**EXERCISE DETAILS:** Skip the images and restate every line of the records exactly.

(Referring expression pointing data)
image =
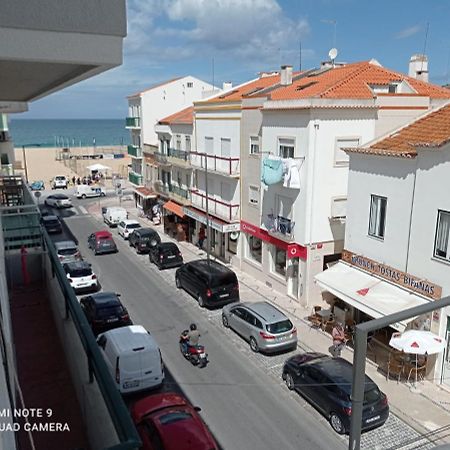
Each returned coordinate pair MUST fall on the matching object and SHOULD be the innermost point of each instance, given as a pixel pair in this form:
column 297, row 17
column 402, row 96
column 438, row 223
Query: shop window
column 377, row 220
column 441, row 247
column 254, row 249
column 279, row 261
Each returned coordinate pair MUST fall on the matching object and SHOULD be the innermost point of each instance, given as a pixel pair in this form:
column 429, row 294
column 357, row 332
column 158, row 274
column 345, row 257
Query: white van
column 85, row 191
column 114, row 215
column 133, row 358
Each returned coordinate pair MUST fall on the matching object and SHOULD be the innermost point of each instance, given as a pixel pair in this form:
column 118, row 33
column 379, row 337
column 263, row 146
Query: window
column 253, row 195
column 286, row 148
column 340, row 157
column 254, row 145
column 377, row 219
column 254, row 248
column 441, row 247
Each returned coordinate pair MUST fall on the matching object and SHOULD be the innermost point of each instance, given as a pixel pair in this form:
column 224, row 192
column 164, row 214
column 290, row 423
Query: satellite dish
column 332, row 54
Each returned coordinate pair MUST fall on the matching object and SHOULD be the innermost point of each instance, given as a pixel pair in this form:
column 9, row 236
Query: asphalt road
column 245, row 406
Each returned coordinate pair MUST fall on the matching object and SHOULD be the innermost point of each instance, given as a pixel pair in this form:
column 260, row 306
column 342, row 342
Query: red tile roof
column 185, row 116
column 432, row 130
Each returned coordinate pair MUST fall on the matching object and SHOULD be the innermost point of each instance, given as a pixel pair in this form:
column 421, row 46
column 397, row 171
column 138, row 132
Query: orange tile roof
column 432, row 130
column 185, row 116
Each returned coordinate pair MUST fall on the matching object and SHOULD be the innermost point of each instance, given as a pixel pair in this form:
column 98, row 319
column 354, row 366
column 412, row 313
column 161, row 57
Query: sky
column 237, row 39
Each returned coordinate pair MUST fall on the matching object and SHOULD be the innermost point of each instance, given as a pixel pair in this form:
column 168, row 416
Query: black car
column 326, row 383
column 211, row 283
column 166, row 255
column 52, row 224
column 104, row 311
column 143, row 239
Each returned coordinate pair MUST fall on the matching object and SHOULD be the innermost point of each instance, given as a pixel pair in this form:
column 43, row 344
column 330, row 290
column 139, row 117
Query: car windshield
column 279, row 327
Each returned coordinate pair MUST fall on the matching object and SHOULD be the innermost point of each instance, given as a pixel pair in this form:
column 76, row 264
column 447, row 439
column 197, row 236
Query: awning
column 369, row 294
column 175, row 208
column 145, row 192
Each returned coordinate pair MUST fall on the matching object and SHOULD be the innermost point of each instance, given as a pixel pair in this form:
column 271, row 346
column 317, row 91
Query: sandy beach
column 44, row 163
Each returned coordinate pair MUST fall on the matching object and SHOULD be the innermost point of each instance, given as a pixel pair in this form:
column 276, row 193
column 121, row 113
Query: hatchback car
column 211, row 283
column 326, row 383
column 80, row 276
column 102, row 242
column 167, row 421
column 126, row 227
column 166, row 255
column 52, row 224
column 265, row 327
column 143, row 239
column 58, row 201
column 67, row 251
column 104, row 311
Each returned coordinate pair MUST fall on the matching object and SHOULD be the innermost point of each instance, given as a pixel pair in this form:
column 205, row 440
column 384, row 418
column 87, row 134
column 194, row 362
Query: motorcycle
column 194, row 353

**TASK ANSWER:**
image =
Each returned coordinate pair MUST fall on the matching object and SHOULD be the innermost point of each instance, given as a pixel pair in this form:
column 297, row 17
column 402, row 96
column 438, row 223
Query: shop window
column 377, row 220
column 441, row 247
column 254, row 249
column 279, row 261
Each returned coordinate pair MUST fall on the matching object and SHOULD be the innermost point of each instance, given as a pixel pair in this form:
column 429, row 294
column 357, row 332
column 158, row 274
column 345, row 257
Query: white van
column 85, row 191
column 114, row 215
column 133, row 358
Each returned coordinate pair MUST fall on the matching object and SHOULD be the innermost point of each instance, given as a pixel pair in this form:
column 118, row 33
column 379, row 337
column 263, row 146
Query: window
column 253, row 195
column 286, row 148
column 340, row 157
column 254, row 145
column 377, row 219
column 254, row 248
column 441, row 247
Each returned coordinate pair MUST fall on the matching object and SHOULD be the innermost point of each instance, given as a pixel pair in this form:
column 224, row 192
column 164, row 214
column 290, row 423
Query: satellite dish
column 332, row 54
Each returned coordinate pair MUST fall on the matching object and SHOULD be the innermost point of each instance, given as a pixel pair in this form:
column 9, row 236
Query: asphalt road
column 245, row 406
Each returned coordinate pair MUST fall on the matching object and SHOULD be the innermost point of each instance, given as a pixel pair in this form:
column 260, row 306
column 342, row 342
Query: red tile roof
column 185, row 116
column 432, row 130
Each returned coordinate pair MUST fall on the matching object and SHOULD be the innermost point of each instance, given as a pixel pair in this form:
column 421, row 46
column 397, row 171
column 138, row 132
Query: orange tile roof
column 432, row 130
column 185, row 116
Each returned coordinate pair MUST fall on the matching object and SHOULD be the innermost point of each instance, given as a pixel pair in this form:
column 98, row 319
column 354, row 366
column 412, row 313
column 161, row 57
Query: sky
column 237, row 39
Each returned coordinate pair MUST fall on the matching object and SHOULD be the innermost point of each instance, given as a pixel pair in this form:
column 168, row 416
Query: black car
column 326, row 383
column 211, row 283
column 166, row 255
column 52, row 224
column 104, row 311
column 143, row 239
Each returned coordinate pair MUST fall on the matching object and SHOULD be the innermost point of each instance, given as a pixel pair in this form:
column 43, row 344
column 330, row 290
column 139, row 117
Query: car windshield
column 279, row 327
Each returned coordinate pair MUST fall on the matching object and SHOULD be the innermost point of each instance, given as a pixel pair in this form:
column 76, row 264
column 447, row 439
column 197, row 236
Query: awning
column 369, row 294
column 175, row 208
column 145, row 192
Each returned coordinate pair MUST fall on the matching object and SHOULD be the innermost point of each instance, given as a pixel pair in this form:
column 271, row 346
column 317, row 91
Query: sandy beach
column 44, row 163
Each returned coordinate pair MUST fall on the matching object and SHOULD be the innermost point of each instance, given as a pixel pair in this form:
column 276, row 193
column 121, row 113
Query: hatchback car
column 211, row 283
column 326, row 383
column 80, row 276
column 102, row 242
column 167, row 421
column 126, row 227
column 166, row 255
column 52, row 224
column 265, row 327
column 143, row 239
column 58, row 201
column 67, row 251
column 104, row 311
Each returned coordinate pair MUST fall on the matching object and SHOULD be the innermost point of each instance, given as a pixel pair in this form:
column 205, row 440
column 384, row 418
column 87, row 134
column 194, row 362
Query: motorcycle
column 194, row 353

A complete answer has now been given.